• _To be done_:
Tally how many lines in the rows below contain the string "railing", matching case exactly, and reply with that number only.
::::::
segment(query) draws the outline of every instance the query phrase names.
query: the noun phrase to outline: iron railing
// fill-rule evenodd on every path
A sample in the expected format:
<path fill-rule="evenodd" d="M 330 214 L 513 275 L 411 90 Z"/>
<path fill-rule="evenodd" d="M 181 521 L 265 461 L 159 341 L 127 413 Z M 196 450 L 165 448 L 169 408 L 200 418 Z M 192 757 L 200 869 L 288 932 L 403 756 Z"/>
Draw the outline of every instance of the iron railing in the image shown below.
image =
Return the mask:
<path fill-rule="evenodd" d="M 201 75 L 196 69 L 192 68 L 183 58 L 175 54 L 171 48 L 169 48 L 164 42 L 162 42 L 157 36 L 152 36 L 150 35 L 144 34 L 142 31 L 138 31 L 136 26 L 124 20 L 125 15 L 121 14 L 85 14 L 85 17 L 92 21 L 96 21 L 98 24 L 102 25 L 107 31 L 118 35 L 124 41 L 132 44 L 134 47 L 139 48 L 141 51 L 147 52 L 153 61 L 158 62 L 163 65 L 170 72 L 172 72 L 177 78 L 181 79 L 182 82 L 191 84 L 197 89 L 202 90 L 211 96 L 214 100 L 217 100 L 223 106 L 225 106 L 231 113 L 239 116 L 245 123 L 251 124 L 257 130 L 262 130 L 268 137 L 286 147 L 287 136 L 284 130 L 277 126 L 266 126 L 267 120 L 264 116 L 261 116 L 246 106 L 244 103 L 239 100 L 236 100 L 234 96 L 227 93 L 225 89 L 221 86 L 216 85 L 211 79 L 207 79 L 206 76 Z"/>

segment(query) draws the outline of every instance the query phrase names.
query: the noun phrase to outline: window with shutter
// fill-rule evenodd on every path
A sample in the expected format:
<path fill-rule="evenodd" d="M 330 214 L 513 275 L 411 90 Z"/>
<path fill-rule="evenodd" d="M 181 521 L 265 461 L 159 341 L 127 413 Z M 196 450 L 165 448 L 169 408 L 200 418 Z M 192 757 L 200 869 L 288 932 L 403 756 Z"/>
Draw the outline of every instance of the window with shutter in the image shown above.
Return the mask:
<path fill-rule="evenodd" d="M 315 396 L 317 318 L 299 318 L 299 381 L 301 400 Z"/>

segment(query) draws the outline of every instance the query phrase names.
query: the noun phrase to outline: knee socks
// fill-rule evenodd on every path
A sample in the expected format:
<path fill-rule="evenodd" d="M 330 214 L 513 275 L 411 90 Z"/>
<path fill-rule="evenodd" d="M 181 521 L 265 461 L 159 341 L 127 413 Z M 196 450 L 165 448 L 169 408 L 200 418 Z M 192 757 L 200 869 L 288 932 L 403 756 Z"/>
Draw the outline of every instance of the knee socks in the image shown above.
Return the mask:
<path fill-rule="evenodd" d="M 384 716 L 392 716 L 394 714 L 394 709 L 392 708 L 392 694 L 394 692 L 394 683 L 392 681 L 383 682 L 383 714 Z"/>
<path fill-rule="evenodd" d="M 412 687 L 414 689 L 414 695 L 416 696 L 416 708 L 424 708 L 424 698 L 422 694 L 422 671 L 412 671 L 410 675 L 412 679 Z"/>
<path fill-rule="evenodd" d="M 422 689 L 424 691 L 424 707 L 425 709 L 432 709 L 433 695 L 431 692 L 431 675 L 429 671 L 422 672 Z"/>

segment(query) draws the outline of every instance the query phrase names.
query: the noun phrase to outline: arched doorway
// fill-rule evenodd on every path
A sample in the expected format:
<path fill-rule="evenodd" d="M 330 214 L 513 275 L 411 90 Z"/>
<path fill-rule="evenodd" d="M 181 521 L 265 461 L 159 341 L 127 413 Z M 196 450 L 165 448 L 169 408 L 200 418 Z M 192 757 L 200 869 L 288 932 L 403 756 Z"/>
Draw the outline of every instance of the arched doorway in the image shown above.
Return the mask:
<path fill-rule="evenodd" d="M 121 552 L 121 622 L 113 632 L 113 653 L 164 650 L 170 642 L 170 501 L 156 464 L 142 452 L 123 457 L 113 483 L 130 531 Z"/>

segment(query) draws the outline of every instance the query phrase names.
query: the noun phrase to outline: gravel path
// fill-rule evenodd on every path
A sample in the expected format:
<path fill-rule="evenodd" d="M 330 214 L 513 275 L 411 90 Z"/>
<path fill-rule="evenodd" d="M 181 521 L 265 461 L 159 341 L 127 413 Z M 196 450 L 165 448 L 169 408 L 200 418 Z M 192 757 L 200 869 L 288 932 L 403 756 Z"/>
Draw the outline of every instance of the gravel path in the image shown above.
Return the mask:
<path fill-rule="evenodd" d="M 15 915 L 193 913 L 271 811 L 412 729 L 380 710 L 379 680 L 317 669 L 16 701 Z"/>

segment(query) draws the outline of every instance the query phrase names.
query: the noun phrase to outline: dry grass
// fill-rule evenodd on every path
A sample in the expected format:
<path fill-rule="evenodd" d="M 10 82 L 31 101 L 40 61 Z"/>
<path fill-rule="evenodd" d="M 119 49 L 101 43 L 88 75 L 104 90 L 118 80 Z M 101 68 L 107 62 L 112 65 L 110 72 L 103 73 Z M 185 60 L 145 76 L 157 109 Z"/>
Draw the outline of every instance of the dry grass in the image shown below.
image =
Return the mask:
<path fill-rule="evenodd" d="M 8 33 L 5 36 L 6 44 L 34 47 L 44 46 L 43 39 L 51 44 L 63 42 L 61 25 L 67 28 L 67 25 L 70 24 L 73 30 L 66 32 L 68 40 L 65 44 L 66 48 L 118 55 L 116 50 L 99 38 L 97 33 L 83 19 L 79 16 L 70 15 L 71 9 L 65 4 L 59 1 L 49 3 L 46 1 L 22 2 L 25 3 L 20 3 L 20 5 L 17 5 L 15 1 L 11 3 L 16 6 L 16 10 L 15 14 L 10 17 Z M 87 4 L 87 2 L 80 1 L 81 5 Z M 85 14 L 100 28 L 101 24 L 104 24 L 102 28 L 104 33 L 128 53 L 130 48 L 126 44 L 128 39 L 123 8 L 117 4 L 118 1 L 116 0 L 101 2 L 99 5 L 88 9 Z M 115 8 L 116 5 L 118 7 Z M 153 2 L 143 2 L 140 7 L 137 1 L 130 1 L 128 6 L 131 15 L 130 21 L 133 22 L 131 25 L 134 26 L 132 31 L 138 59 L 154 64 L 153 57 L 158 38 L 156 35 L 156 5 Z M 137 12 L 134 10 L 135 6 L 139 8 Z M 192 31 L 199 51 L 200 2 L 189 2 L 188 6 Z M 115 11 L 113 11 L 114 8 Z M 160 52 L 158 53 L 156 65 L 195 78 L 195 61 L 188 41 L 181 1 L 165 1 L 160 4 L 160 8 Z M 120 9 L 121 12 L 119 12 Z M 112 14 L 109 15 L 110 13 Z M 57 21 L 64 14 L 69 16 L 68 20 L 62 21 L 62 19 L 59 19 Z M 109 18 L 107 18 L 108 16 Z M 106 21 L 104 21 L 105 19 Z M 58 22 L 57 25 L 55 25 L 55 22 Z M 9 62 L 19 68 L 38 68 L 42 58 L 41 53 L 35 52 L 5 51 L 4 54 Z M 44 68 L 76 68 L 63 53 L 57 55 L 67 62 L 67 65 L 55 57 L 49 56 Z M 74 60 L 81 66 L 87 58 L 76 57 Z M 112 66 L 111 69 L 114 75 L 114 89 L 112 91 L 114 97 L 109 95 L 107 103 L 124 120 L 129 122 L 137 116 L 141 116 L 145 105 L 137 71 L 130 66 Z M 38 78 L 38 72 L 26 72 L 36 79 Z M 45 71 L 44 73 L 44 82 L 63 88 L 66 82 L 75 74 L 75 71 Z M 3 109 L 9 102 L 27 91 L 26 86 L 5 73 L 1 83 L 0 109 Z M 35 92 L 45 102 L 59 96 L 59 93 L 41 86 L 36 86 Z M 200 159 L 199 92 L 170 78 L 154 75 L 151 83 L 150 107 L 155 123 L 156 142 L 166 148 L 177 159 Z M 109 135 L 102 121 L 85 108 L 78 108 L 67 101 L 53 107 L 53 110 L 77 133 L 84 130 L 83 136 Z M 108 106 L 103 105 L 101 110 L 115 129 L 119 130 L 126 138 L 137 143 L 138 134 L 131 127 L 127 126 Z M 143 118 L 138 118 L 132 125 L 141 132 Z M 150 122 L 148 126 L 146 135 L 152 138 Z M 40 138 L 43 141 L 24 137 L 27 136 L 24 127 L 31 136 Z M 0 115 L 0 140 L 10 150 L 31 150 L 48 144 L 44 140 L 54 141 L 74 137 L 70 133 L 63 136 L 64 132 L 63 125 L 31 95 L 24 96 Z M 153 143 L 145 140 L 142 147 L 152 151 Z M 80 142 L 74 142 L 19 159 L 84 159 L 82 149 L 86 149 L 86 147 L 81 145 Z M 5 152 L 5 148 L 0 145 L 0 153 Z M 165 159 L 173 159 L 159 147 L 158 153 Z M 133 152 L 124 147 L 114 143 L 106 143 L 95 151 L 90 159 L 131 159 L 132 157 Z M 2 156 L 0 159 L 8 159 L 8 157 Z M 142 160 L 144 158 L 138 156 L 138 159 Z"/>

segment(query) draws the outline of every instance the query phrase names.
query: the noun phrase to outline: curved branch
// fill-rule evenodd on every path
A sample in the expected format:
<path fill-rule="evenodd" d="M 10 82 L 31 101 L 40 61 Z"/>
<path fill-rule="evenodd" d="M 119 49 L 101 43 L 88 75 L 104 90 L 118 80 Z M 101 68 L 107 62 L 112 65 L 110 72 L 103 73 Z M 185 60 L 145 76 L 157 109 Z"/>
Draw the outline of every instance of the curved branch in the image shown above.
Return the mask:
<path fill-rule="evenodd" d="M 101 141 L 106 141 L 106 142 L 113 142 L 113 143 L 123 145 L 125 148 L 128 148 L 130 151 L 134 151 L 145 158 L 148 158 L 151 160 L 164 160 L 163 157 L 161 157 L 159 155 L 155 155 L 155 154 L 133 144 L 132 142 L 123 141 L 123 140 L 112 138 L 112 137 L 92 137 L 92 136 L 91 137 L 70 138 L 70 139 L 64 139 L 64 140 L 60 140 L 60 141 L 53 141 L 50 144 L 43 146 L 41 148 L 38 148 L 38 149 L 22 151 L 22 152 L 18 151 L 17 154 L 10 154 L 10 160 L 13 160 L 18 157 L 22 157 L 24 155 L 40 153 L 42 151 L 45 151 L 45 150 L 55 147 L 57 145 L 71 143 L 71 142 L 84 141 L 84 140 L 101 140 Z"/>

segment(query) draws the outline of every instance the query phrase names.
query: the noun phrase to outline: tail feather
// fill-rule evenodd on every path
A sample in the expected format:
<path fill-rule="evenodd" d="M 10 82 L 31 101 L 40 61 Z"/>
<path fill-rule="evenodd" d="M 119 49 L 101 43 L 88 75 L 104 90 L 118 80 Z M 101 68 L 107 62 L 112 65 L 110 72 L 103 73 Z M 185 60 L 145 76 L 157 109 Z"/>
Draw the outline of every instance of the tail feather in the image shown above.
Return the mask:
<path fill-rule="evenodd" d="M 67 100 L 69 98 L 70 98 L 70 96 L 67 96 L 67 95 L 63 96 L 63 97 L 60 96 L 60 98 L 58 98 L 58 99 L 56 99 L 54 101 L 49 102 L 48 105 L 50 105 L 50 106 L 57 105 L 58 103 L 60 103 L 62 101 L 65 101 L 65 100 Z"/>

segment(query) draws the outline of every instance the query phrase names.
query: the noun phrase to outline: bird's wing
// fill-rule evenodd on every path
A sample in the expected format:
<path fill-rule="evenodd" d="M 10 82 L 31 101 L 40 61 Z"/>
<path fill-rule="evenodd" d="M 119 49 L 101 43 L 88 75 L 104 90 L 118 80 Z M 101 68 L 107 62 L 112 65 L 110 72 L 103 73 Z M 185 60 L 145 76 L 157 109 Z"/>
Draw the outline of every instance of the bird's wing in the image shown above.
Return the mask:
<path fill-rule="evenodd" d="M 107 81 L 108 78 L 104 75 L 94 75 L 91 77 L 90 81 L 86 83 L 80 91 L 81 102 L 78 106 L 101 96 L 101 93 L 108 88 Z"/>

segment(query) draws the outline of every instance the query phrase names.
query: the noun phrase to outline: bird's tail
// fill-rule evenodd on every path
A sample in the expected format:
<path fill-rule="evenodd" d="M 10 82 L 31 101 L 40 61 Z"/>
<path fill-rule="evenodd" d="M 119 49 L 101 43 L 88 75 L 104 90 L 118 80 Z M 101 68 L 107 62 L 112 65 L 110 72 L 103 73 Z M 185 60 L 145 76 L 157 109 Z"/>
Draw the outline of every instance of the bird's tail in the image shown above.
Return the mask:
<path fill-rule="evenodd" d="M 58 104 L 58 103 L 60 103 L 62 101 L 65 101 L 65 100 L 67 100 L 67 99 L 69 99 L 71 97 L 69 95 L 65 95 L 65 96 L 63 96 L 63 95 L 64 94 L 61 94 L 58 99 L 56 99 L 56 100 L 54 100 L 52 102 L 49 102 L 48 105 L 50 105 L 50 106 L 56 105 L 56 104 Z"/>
::::::
• _Written answer_:
2